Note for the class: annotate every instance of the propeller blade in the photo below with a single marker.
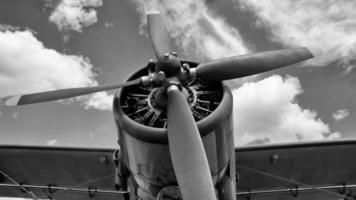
(159, 35)
(187, 151)
(250, 64)
(17, 100)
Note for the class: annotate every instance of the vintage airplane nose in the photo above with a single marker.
(169, 64)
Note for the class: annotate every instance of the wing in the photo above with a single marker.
(316, 170)
(58, 173)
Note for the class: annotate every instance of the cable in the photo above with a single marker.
(289, 180)
(19, 185)
(77, 185)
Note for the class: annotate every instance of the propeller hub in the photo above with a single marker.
(158, 98)
(169, 64)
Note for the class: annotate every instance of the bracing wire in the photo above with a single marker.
(80, 184)
(19, 185)
(288, 180)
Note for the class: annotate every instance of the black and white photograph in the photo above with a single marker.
(177, 100)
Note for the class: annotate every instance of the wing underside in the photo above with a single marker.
(310, 171)
(58, 173)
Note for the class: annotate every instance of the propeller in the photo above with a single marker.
(187, 151)
(17, 100)
(159, 35)
(250, 64)
(185, 144)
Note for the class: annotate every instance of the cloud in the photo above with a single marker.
(202, 34)
(27, 66)
(341, 114)
(52, 142)
(267, 112)
(325, 27)
(74, 15)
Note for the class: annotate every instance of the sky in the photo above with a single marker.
(55, 44)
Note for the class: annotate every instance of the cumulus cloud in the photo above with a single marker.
(267, 112)
(52, 142)
(341, 114)
(326, 27)
(74, 15)
(27, 66)
(200, 33)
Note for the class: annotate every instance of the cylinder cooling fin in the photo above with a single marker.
(141, 105)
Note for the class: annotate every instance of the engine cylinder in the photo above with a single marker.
(144, 143)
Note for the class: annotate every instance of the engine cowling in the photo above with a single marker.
(141, 122)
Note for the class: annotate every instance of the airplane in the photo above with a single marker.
(175, 136)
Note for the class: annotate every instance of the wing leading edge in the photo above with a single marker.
(310, 171)
(60, 173)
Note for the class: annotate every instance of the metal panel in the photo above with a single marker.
(303, 165)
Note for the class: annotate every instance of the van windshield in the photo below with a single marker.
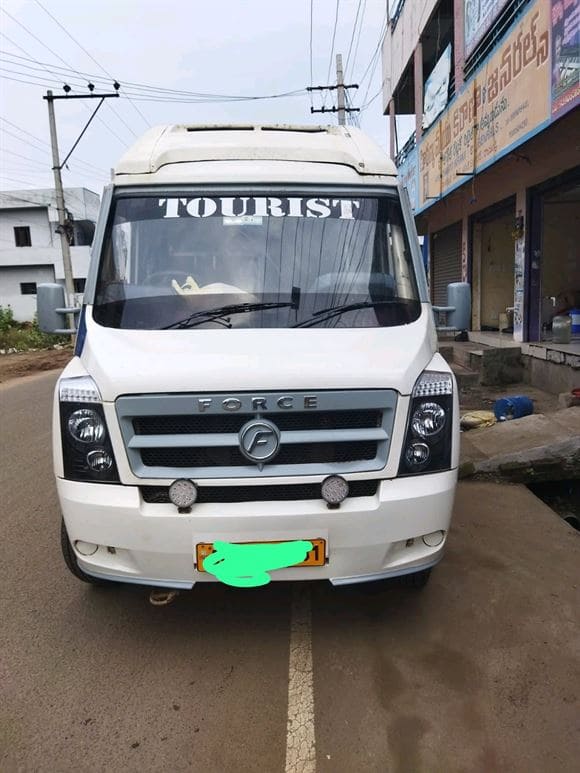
(243, 261)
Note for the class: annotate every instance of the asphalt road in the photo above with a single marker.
(478, 672)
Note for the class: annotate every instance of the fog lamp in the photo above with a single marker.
(86, 426)
(428, 419)
(417, 455)
(334, 490)
(99, 460)
(183, 493)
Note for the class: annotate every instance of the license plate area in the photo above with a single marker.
(315, 557)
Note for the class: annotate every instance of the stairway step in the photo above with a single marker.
(465, 377)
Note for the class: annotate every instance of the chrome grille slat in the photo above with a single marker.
(231, 440)
(181, 435)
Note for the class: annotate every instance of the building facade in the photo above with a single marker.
(493, 166)
(30, 251)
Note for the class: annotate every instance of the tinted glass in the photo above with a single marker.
(168, 258)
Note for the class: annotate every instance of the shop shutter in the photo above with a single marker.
(445, 262)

────────────────────────────────────────

(What the task asks) Scale every point coordinate in the answers by 1.15, rounding to whole numbers with halves rounded up. Rewrite everything from the row containing "Note for the class: annotate every instance of the metal" down to the end of the rows above, with requests included and the pictures omitted.

(Reply to the exercise)
Note for the class: annotate every instance of the metal panel in the photo above with a single marker.
(348, 190)
Note for the class: annotate every instance of the van windshield in the photo below with a single marker.
(279, 300)
Note for the class: annotate every instance of the asphalt road in the photo above with a single marker.
(550, 773)
Note for the class: annotate every instance of the fog lamp in the photo above with a single marker.
(99, 490)
(492, 482)
(480, 523)
(384, 564)
(114, 529)
(210, 567)
Note for the class: annotate every instance of the license plate area in the photo above with a single marker.
(362, 641)
Note for the class: annotate every instance of the stairway step in the photo above with a single marker.
(535, 434)
Note for the class: annotate every instance of the chrome grille slat in the photo above with a single marker.
(266, 506)
(208, 500)
Note for the class: annotate every instance of the building facade in the photo above with a single marker.
(567, 191)
(35, 289)
Note for the class: annotate every instance of the tinted glass in the photo above with a single marker.
(193, 297)
Note for the class: annotate every instance of the shop shutter in the photo above with a single marker.
(512, 301)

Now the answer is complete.